◆ **PROVIDED ENTRIES**
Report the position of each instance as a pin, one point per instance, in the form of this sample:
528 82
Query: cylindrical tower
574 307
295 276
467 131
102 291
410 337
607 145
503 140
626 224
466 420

◆ **OBJECTIVE**
Give back every line above verbatim, with nothing changed.

◆ **THE OUTPUT**
Report the position of each instance as a pin, one point per instance, in the form of this sample:
528 82
Query: cylindrical tower
574 307
295 276
467 131
102 291
410 337
607 145
503 140
626 224
466 420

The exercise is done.